» **TEXT TO READ**
I mean, I don't even mind seeing some cliches, but.. man. This is an ancient one and just possibly one of the stupidest ones. 

Before I go any further, does Andromeda get any better or does it stay stuck rehashing the same things as every show before it?


----------



## jtone (Jun 13, 2005)

Actually, it gets worse.  In the next season, they abandon the plot so that the Dylan can do his own imitation of Kirk.  Continuity within the series is dropped.  Don't waste your time.


----------



## Hand of Evil (Jun 13, 2005)

Nope, it is down hill.


----------



## WayneLigon (Jun 13, 2005)

I looked at an episode guide. Episode _Six_: time travel back to just before the beginning of the war that destroyed the Commonwealth. OK, I'm done.


----------



## takyris (Jun 13, 2005)

Well, it depends on what you're looking for. I don't think that hard science fiction was ever one of the advertised benefits of the show. And any cliche can still be good if done correctly. (_Farscape_ turned several cliches on their heads simply by having Chrichton well aware of the cliche and pissed off about it.)

That said, Andromeda never grew on me. It always struck me as pretentious but not actually good enough to handle its level of pretention. It's okay to be stuck-up and high-falootin' with your premise and way into taking yourself seriously, provided you can execute. While it seemed to get even worse once Sorbo was put in charge (or once he got the writers who defined the original vision of the show kicked out), it wasn't great to begin with.

I think it gets points for campy, so if you're into campy, go for it. But it never got points for much else on my end.


----------



## Aeson (Jun 13, 2005)

Its just like any of Firework's productions. Not Good. I don't blame Sorbo for everything wrong but I do blame the production company for most of it.  

If you like Xena and Hercules you might like it.


----------



## mojo1701 (Jun 13, 2005)

First Two and a half seasons were good.

After that, it DID go downhill after RHW left and exhausted all his ideas.


----------



## WayneLigon (Jun 13, 2005)

takyris said:
			
		

> Well, it depends on what you're looking for. I don't think that hard science fiction was ever one of the advertised benefits of the show. And any cliche can still be good if done correctly. (_Farscape_ turned several cliches on their heads simply by having Chrichton well aware of the cliche and pissed off about it.)

» **COLLECTED MATERIAL**
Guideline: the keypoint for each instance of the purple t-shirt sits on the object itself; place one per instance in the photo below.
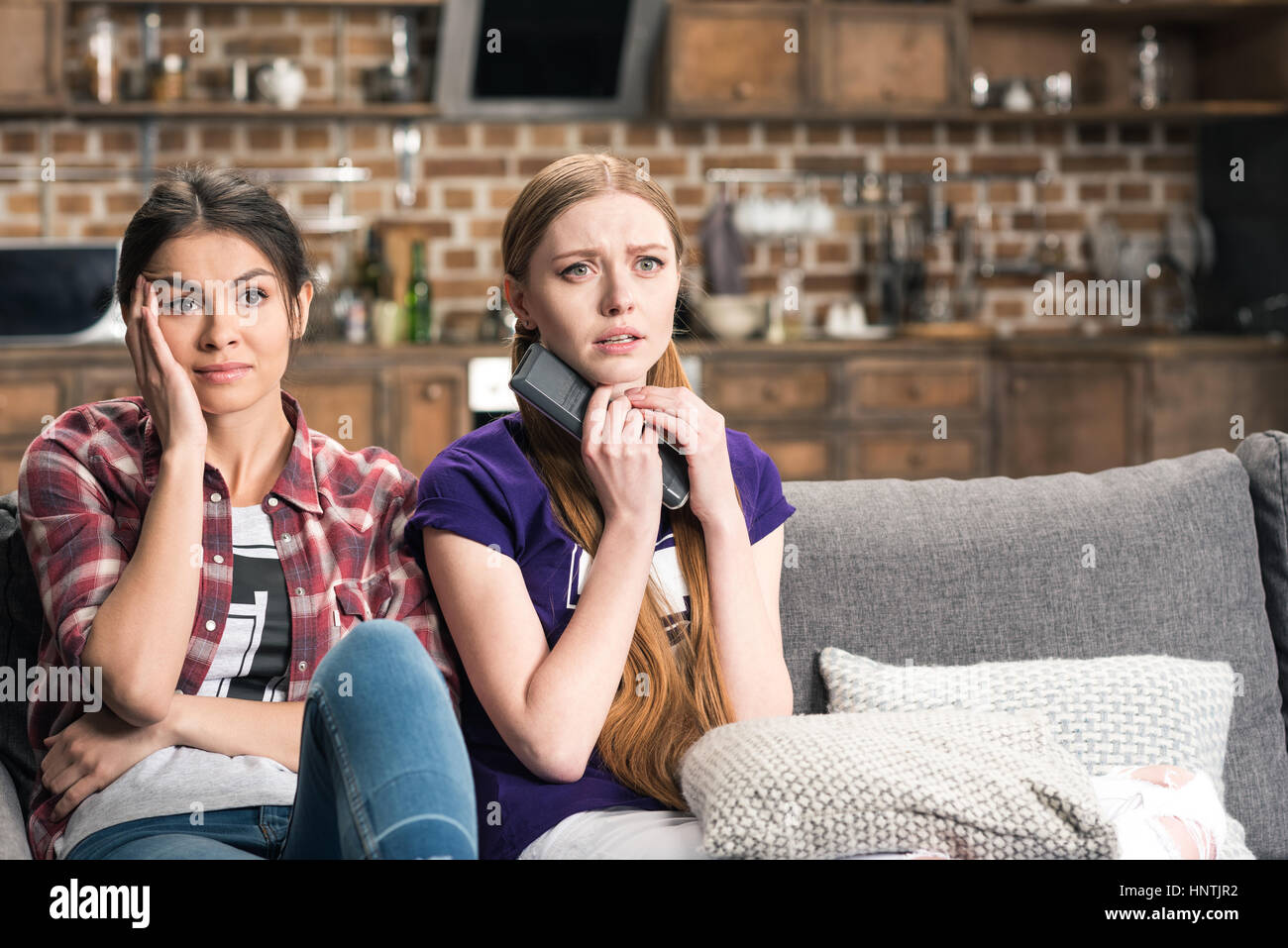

» **EXERCISE 1**
Name each user who has a post header in the Andromeda forum thread, listing each name only once.
» **EXERCISE 2**
In the Andromeda forum thread, how much of the show does mojo1701 call good?
» **EXERCISE 3**
Resume the Andromeda forum thread after its final sentence.

» **FINAL RESULT 1**
jtone, Hand of Evil, WayneLigon, takyris, Aeson, mojo1701

» **FINAL RESULT 2**
The first two and a half seasons.

» **FINAL RESULT 3**
Oh, I agree on both points. I certainly don't go into any SF show expecting a huge load of pure science. I was talking about the 'bomb the black hole with enough firepower to destroy 40 suns and it'll temporarily become a white hole' trick they used; that took some skin with it when it went down but I swallowed it. It certainly wasn't a deal breaker by any means.


----------



## Mad Hatter (Jun 13, 2005)

It goes downhill rapidly.  The sacrificed good character in Rev Bem, Tyr, and Beka just so that Dylan gets more airtime because he happens to be an executive producer.  I think around season 3 the most productive members of the writing staff left the show because Sorbo was exerting undue pressure for them to write how he wanted them to write.  The storylines just got painfully bad.


----------



## Staffan (Jun 13, 2005)

Mad Hatter said:
			
		

> It goes downhill rapidly.  The sacrificed good character in Rev Bem, Tyr, and Beka just so that Dylan gets more airtime because he happens to be an executive producer.  I think around season 3 the most productive members of the writing staff left the show because Sorbo was exerting undue pressure for them to write how he wanted them to write.  The storylines just got painfully bad.



AFAIK, the actor playing Rev Bem quit because he got allergic to the makeup, before Sorbo became the Evil Overlord of Andromeda.

But personally, I'd say that the first two seasons are OK - not B5-level or SG-1-level quality, but OK. From what I hear, it's downhill after that.


----------



## Sir Brennen (Jun 13, 2005)

Eh... they lost me as soon as they got rid of the rockin' intro music from season one     (and substituted it with something more... pretentious.)


----------



## Wolf72 (Jun 14, 2005)

it doesn't get better, but the last season was bearable (they ended the show too) ... 

I still kept watching it just because it reminded me of how someone's d20 SW game might go all the way to epic type stuff. (core group of characters with some changes kick but all across the galaxy ... and they were heroic compared to the BG's)

if you could get the DVD's real cheap or rent them cheap they'd give you lots of ideas for some additions to any space opera game (SW comes to mind, lots of things you could add from the show)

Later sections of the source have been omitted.